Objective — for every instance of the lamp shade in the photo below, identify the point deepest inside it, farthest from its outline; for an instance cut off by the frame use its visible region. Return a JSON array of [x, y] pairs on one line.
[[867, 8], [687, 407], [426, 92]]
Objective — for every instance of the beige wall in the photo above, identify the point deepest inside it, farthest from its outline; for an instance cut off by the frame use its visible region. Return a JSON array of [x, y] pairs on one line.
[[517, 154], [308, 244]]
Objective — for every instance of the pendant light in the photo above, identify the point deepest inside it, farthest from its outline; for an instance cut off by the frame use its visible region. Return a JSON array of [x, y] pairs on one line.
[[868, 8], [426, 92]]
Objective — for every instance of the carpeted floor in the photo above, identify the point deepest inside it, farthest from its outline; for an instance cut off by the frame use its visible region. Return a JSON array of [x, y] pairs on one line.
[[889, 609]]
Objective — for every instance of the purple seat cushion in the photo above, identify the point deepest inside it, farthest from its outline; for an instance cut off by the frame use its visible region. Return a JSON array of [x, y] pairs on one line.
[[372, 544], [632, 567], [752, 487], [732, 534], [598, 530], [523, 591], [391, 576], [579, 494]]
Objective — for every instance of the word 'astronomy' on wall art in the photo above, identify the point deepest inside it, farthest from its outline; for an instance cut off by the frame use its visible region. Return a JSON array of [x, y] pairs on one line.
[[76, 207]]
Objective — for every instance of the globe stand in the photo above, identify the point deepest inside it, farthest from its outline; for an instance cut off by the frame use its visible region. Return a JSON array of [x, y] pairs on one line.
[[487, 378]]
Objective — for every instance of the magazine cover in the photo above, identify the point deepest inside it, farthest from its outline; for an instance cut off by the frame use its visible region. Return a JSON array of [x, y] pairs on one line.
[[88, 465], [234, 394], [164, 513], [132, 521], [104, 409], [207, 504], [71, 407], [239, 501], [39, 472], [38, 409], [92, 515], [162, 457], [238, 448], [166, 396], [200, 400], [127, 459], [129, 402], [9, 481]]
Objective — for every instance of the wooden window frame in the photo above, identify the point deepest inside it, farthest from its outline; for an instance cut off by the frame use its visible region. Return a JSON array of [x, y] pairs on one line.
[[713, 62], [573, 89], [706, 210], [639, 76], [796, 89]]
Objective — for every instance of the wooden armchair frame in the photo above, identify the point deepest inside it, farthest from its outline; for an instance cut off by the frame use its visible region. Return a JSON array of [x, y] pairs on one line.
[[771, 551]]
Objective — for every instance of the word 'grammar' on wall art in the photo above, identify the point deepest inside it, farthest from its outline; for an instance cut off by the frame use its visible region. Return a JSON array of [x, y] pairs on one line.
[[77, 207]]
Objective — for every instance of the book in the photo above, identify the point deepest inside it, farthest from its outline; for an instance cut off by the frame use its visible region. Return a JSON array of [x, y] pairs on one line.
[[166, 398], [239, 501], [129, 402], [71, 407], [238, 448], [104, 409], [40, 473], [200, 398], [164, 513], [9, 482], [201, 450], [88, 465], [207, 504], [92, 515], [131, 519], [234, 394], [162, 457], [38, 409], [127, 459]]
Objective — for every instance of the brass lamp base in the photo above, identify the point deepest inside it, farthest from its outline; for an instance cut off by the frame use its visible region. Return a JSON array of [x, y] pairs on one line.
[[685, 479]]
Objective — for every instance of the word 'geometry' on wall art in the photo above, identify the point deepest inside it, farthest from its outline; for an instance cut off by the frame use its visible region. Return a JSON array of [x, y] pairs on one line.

──────────────────────────────

● **WORK REQUIRED**:
Beginning with the line that contains "Objective — for every instance of the wooden window", repeat every line through the end of the records and nothing more.

● **FINAL RESULT**:
Objective — for every instance of the wooden window frame in the photo above, identify the point deepest inside it, farthest from its outline; for an instance cut off by the frame use its visible region. Return a JSON array of [x, y] pairs on one line.
[[713, 62], [573, 89], [706, 210], [639, 76], [796, 89]]
Objective — for every instance of the wooden armchair frame in the photo above, identify the point deepest inside it, farthest from its outline; for an instance cut off by the frame use its visible region. Return a JSON array of [x, y] pairs on one line.
[[771, 551]]
Objective — for every instance of the word 'grammar' on wall art in the photo above, identify the point deepest inside it, farthest from its outline; for an instance cut off by the frame use its visible region. Return a JSON array of [x, y] pairs on one line.
[[77, 207]]
Objective — for every instance of the book in the photo above, identify the point deepest inside it, farthest from its outline; for an instance cut off by the frame use its visible region. Return a JSON array of [x, y] pairs on one line.
[[166, 398], [239, 501], [129, 402], [71, 407], [238, 448], [104, 409], [40, 473], [200, 398], [164, 513], [9, 482], [201, 450], [88, 465], [207, 504], [92, 515], [131, 519], [234, 394], [162, 457], [38, 409], [127, 459]]
Objective — for every instance of the brass lamp base in the photo above, identify the point deepest inside it, farthest from its outline; for an instance cut off by the frame use its visible region. Return a JSON array of [x, y] pairs on one line.
[[685, 479]]
Objective — for every instance of the word 'geometry' on wall art in the photo above, identify the point deepest inside it, farthest from its outline; for an instance cut off by the frame use its visible region. Return a JSON array of [x, y] pairs on one line.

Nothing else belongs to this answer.